## [SET TASK]
Reproduce the stretch from the start of the items through the line containing "M 0 223 L 7", with "green leaf" renamed to "yellow leaf" wherever it occurs. Leave everything else unchanged.

* BEGIN STORED ROWS *

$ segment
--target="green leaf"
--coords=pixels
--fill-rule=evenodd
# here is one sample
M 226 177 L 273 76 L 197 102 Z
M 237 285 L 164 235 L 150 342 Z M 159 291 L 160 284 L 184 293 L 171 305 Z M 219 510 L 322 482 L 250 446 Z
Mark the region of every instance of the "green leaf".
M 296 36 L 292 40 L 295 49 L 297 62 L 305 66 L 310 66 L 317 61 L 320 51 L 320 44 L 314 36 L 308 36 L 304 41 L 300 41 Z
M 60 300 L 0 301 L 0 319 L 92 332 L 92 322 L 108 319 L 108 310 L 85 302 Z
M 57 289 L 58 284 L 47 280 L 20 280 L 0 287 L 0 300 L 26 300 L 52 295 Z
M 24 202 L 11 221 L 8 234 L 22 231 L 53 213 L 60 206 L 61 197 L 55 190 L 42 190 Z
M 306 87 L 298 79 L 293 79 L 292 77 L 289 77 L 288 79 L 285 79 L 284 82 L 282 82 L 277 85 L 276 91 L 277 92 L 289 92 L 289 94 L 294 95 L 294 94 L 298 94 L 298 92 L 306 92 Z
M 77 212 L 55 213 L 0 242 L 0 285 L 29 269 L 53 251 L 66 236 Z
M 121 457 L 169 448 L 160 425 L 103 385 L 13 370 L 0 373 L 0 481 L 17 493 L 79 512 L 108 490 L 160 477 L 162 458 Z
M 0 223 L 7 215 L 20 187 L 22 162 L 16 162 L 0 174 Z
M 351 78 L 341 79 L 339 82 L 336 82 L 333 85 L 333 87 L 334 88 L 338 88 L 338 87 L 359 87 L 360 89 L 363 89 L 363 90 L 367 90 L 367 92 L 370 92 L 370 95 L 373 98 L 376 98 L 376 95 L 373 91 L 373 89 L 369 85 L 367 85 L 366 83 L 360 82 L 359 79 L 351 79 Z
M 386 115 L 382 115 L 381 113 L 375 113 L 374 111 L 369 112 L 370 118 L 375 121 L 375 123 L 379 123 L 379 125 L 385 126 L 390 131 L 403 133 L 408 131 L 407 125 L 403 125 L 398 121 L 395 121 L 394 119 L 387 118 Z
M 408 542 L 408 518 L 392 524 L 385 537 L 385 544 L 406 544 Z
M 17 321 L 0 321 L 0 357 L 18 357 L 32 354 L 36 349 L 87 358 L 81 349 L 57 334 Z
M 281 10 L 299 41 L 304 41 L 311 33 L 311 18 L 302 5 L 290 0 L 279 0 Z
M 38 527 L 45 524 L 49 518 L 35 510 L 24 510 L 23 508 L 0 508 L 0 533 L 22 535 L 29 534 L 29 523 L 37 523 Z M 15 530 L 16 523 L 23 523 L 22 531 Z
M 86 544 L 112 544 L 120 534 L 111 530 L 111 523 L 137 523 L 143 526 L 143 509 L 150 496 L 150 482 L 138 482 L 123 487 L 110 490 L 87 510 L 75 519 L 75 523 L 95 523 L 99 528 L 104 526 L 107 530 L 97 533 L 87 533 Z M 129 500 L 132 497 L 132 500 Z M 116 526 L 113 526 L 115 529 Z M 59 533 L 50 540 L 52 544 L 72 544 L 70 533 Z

* END STORED ROWS *

## [RESPONSE]
$ segment
--target="yellow leaf"
--coords=pixels
--fill-rule=evenodd
# here is one sample
M 226 177 L 273 76 L 197 102 Z
M 237 285 L 164 235 L 150 342 Z M 159 291 L 160 284 L 184 293 L 171 305 Z M 219 510 L 322 482 L 250 446 Z
Mark the region of every instance of the "yellow leaf".
M 296 36 L 292 40 L 295 49 L 297 62 L 305 66 L 310 66 L 317 61 L 320 51 L 320 44 L 314 36 L 308 36 L 304 41 L 300 41 Z
M 60 300 L 0 301 L 0 319 L 92 332 L 92 322 L 108 319 L 108 310 L 85 302 Z
M 57 289 L 58 284 L 47 280 L 20 280 L 0 287 L 0 300 L 26 300 L 52 295 Z
M 24 202 L 11 221 L 8 234 L 22 231 L 53 213 L 60 206 L 61 197 L 55 190 L 42 190 Z
M 306 87 L 298 79 L 293 79 L 292 77 L 289 77 L 288 79 L 285 79 L 284 82 L 282 82 L 277 85 L 276 91 L 277 92 L 289 92 L 289 94 L 294 95 L 294 94 L 298 94 L 298 92 L 306 92 Z
M 77 212 L 55 213 L 0 242 L 0 285 L 29 269 L 53 251 L 66 236 Z
M 121 457 L 169 448 L 160 425 L 103 385 L 13 370 L 0 373 L 0 481 L 17 493 L 79 512 L 108 490 L 160 477 L 162 458 Z
M 0 223 L 7 215 L 20 187 L 22 162 L 16 162 L 0 174 Z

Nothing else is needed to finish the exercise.